**INSTRUCTIONS FOR THE TASK:**
Reproduce the data below with every occurrence of "single point" swapped for "single dot". Leave everything else unchanged.

**ENTRIES SHOWN:**
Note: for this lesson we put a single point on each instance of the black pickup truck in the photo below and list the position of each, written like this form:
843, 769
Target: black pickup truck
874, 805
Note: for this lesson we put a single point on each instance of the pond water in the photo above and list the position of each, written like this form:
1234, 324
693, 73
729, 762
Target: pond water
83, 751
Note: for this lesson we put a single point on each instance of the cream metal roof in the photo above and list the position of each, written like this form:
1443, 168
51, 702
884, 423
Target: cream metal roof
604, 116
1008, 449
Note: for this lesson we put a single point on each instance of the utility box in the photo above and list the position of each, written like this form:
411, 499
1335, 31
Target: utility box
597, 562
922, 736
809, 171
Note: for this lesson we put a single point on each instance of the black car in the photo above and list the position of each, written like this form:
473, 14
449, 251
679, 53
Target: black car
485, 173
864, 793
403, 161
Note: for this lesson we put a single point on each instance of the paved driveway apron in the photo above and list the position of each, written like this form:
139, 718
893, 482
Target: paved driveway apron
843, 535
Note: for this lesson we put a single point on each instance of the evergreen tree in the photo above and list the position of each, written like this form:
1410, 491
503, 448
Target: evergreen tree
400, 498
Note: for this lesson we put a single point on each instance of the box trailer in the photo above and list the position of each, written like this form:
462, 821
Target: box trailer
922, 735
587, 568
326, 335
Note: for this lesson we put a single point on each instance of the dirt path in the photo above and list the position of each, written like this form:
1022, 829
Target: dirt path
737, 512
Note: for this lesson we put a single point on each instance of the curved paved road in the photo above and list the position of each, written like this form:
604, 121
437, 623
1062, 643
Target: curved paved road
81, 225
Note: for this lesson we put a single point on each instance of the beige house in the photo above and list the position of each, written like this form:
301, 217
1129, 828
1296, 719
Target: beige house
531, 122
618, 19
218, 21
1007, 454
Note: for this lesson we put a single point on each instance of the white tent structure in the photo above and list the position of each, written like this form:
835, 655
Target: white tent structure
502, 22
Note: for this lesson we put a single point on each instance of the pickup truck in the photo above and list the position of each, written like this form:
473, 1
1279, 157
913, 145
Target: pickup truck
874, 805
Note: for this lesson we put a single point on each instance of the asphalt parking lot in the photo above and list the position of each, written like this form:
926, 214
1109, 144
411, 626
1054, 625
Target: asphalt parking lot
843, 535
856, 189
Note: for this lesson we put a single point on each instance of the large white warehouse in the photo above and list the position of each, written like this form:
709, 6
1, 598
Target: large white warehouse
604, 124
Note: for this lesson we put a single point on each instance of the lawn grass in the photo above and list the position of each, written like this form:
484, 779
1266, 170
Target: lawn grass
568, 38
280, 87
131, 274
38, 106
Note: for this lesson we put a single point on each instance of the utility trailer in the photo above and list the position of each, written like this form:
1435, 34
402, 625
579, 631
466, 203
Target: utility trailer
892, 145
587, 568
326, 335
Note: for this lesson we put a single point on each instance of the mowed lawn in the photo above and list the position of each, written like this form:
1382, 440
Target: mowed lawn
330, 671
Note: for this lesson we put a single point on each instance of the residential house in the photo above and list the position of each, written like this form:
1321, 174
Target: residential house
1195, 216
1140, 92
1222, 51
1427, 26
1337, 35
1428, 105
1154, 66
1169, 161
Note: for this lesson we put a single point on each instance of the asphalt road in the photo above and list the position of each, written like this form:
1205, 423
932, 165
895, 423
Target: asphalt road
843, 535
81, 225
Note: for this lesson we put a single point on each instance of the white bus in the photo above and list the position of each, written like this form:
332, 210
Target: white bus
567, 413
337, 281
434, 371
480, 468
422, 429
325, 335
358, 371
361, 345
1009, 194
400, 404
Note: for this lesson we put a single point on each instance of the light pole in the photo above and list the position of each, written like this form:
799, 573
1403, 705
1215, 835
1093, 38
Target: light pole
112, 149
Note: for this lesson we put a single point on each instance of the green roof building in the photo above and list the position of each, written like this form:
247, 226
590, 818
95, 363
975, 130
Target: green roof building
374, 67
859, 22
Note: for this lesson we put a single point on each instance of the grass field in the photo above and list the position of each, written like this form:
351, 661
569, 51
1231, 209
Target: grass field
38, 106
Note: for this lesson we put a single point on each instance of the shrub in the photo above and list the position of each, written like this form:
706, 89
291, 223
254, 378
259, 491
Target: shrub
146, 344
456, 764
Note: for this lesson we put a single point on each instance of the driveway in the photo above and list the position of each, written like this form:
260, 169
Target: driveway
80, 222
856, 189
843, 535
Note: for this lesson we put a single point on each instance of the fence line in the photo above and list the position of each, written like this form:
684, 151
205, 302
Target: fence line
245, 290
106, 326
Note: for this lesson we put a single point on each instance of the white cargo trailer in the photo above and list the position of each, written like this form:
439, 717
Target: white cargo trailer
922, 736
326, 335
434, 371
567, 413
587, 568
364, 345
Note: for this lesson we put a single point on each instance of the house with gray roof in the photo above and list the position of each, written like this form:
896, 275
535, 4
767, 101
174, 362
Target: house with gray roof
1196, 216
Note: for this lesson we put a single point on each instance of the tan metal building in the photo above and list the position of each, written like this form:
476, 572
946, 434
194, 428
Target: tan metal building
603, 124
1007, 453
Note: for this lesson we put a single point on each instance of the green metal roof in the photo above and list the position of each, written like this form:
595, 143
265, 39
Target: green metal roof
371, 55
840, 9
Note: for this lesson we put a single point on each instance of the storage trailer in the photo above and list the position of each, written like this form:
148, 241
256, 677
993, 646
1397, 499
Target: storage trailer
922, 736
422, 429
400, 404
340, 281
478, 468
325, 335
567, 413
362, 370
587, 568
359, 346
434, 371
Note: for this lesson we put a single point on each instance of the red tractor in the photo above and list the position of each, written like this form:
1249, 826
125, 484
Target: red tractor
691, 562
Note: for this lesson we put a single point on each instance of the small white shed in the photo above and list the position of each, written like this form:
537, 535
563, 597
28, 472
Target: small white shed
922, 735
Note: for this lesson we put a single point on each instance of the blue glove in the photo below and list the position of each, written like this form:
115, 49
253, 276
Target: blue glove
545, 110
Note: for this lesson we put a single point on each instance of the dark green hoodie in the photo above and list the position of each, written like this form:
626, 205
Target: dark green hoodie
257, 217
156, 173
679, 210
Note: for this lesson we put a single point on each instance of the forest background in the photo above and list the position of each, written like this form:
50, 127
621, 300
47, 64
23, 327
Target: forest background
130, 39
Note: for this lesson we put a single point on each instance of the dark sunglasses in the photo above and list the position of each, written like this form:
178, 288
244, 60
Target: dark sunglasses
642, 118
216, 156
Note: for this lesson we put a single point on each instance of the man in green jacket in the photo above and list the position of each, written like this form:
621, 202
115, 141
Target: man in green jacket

**ANSWER BELOW:**
Note: for this lesson we put a single dot on each instance of the black pickup truck in the photo below and list the position of each, written like this form:
843, 769
Target: black pickup truck
874, 805
Note: for this lesson we put a single dot on each instance of the pond water in the photo above and list the position of each, written like this form:
1234, 324
693, 73
729, 762
Target: pond water
83, 751
Note: for this lesson we put a single dot on each instance of the cream metal roof in the photo above and list the position of each, written like this form:
1443, 168
51, 702
884, 423
Target: cream metal roof
604, 116
1008, 449
Note: for this lesson we put a single dot on each instance of the utility box in the photo above and list the position of each, written like this form:
411, 499
1335, 31
Target: utility box
597, 562
922, 736
809, 171
Note: for this lesson we put a single dot on each instance of the black car in the photo above and list the position of each, written like this form:
473, 14
449, 251
679, 53
Target: black car
485, 173
864, 793
403, 161
Note: for this lesson we put a single dot on each instance of the paved driveway apron in the photo above and list the position of each, written like this form:
139, 718
893, 482
Target: paved driveway apron
843, 535
Note: for this lesson we put a single dot on each instance of the evergreen tree in the photo above and list the position of each, written like this form:
1410, 491
503, 448
Target: evergreen tree
400, 498
Note: for this lesson we put a single dot on each instance of the box trailer in the photo above and list the position of each, written like this form:
462, 821
Target: box trailer
922, 735
587, 568
326, 335
Note: for this lesson we put a single dot on each instance of the dirt path in the photo above and list the position of each, written like this form:
1022, 829
Target: dirt path
737, 512
Note: for this lesson we put a single dot on each instance of the curved paved road in the photo above and list the position of each, written like this form:
604, 121
437, 623
1062, 643
Target: curved paved road
81, 225
Note: for this lesson we put a single dot on each instance of the beige house in the photo above and list the position of each, written like this form:
301, 217
1129, 828
1296, 719
Target: beige house
531, 122
618, 19
218, 21
1007, 454
Note: for this lesson we put a single dot on each instance of the white tent structure in the photo above and list the position of each, written like this form:
835, 655
Target: white tent structure
502, 22
Note: for this lesson we put a single dot on each instance of the pickup truck in the photo above and list the position of each, written like this form:
473, 1
1279, 157
913, 145
Target: pickup truck
874, 805
Note: for this lesson we put a single dot on each instance of the asphalt parking lot in the photo above and list the position of each, written like this form:
926, 214
1109, 144
411, 626
1054, 625
Target: asphalt parking lot
843, 535
856, 189
Note: for this lesson we put a single dot on each instance of the large white warehouse in the photo above and list the position of each, written like this form:
709, 6
1, 598
Target: large white warehouse
604, 124
Note: for this lesson we put a single dot on each instance of the lawn grass in the photo above and list the position of each, written like this form:
484, 779
1266, 170
Target: lawn grass
568, 38
280, 87
131, 274
38, 106
Note: for this lesson we put a single dot on each instance of the utility trailer in the photo above and list the position of each, written like this form:
1435, 34
402, 625
579, 631
466, 203
Target: utility trailer
892, 145
587, 568
326, 335
Note: for this lesson we put a single dot on each instance of the mowed lawn in the photo above and list the position of each, written like this form:
1382, 440
Target: mowed lawn
330, 671
Note: for this lesson we put a single dot on each instance of the residential house in the photo above and list the position of each, written like this form:
1321, 174
Target: residential house
1195, 216
1140, 92
1222, 51
1427, 26
1337, 35
1428, 105
1154, 66
1169, 161
Note: for this lesson we put a single dot on each instance of the asphalt road in the photo above and list the position of each, written like this form:
1205, 423
932, 165
895, 423
Target: asphalt road
843, 535
81, 225
Note: for this lesson we put a single dot on each instance of the white bus in the photo above and list the position of each, written like this form:
332, 210
Target: white bus
567, 413
337, 281
434, 371
480, 468
422, 429
325, 335
358, 371
361, 345
1009, 194
400, 404
Note: for this lesson we put a single dot on each instance of the light pole in the photo above and list the position of each, written like this form:
799, 573
1403, 705
1215, 835
1093, 38
Target: light pole
112, 149
Note: for this lesson we put a single dot on each instance of the green roof building in the photo above and list the position of each, written like this form:
247, 226
590, 818
95, 363
975, 130
Target: green roof building
374, 67
859, 22
Note: for this lesson we put a single dot on each instance of the grass field in the photo above and list the position of each, written like this form:
351, 661
569, 51
1231, 209
Target: grass field
38, 106
Note: for this lesson we put a single dot on each instance of the shrub in the photo above and list the position of each, written like this form:
706, 89
291, 223
254, 378
259, 491
Target: shrub
146, 344
456, 764
Note: for this lesson we put a single dot on each instance of the driveway in the photo above and list the position of each, written like this form:
260, 169
Target: driveway
80, 222
856, 189
843, 535
Note: for this lesson we put a single dot on each instance of the fence line in the photo above and list the position of each, written like this form:
684, 151
205, 302
Target: fence line
245, 290
106, 326
Note: for this lesson we put a single dot on each instance of the white cargo trailer in the photo above and list the position of each, written like this form:
439, 717
Target: white cargo trailer
922, 736
326, 335
434, 371
567, 413
587, 568
364, 345
Note: for this lesson we put a single dot on each instance of the house with gray roof in the photo above and list the position of each, written like this form:
896, 275
535, 4
767, 101
174, 362
Target: house with gray roof
1196, 216
Note: for this lesson we put a single dot on each instance of the tan metal building in the photo above and list the position of each, written like this form:
476, 572
946, 434
194, 428
Target: tan metal building
603, 124
1007, 453
Note: for this lesson we put a single dot on each instance of the green metal roof in the photo above and list the position of each, written like this form:
595, 143
265, 39
Target: green metal roof
371, 55
840, 9
Note: for this lesson we put a single dot on each instance of the storage trailer in the photo above and list the position of each, written like this form:
148, 241
256, 677
993, 646
1397, 499
Target: storage trailer
922, 736
422, 429
400, 404
340, 281
478, 468
325, 335
567, 413
362, 370
587, 568
359, 346
434, 371
Note: for this lesson we put a single dot on each instance of the red tractor in the photo above and list the position of each, written like this form:
1249, 826
125, 484
Target: red tractor
691, 562
Note: for this lesson we put a single dot on each instance of the small white shed in the photo above and list the position of each, written like this form:
537, 535
563, 597
28, 472
Target: small white shed
922, 735
Note: for this lesson we put a single dot on each instance of the blue glove in the photo below and list the position of each, written like this form:
115, 49
253, 276
Target: blue glove
545, 110
Note: for this lesson we put a single dot on each instance of the dark green hoodie in the photo above and list the position of each, written like this form:
626, 205
Target: dark green hoodie
257, 217
156, 173
679, 210
Note: for this lesson we put a single dot on each instance of the forest background in the photo above and list the position of each, written like this form:
50, 127
621, 300
47, 64
23, 327
Target: forest background
130, 39
Note: for this lesson we put a single dot on each instance of the dark sunglasses in the photo above and list the position of each, written like this form:
178, 288
244, 60
Target: dark sunglasses
642, 118
216, 156
Note: for this lesson we put a single dot on each instance of the man in green jacket in the photo above and list the position of each, written like this form:
621, 202
115, 141
Target: man in green jacket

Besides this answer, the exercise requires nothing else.